■ THE PROBLEM:
Give again, word for word, each line from the top of the listing through the line that holds "Subject = girl's hand".

---------- ENTRIES SUPPLIED

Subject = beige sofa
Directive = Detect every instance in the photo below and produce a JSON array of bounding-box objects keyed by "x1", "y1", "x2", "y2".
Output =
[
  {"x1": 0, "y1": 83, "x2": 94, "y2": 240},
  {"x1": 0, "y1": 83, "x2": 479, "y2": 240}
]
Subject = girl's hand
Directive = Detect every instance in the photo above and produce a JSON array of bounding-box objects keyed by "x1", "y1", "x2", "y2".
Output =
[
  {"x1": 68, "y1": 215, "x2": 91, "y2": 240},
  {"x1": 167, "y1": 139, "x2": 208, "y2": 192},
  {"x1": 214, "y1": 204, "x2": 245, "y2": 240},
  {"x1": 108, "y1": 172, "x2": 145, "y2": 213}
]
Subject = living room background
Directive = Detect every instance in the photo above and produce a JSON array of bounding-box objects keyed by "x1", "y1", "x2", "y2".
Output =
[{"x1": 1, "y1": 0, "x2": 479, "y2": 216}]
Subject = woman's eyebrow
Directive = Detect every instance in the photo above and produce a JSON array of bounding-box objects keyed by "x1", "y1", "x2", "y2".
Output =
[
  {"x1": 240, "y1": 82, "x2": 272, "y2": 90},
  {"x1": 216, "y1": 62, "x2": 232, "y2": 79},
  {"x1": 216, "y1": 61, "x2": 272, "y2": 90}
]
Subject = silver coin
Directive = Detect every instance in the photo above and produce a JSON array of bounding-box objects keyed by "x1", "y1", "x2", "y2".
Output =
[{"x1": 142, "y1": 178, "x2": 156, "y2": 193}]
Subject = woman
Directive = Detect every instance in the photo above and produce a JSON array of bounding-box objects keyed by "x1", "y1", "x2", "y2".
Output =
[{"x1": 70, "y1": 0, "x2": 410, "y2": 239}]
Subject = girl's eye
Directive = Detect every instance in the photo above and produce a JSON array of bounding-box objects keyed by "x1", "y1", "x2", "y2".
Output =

--------------------

■ WRITTEN RESPONSE:
Subject = beige sofa
Directive = Detect every instance in the photo below and produce a JSON array of bounding-box objects keyed by "x1", "y1", "x2", "y2".
Output =
[
  {"x1": 0, "y1": 83, "x2": 94, "y2": 240},
  {"x1": 0, "y1": 83, "x2": 479, "y2": 240}
]
Subject = girl's hand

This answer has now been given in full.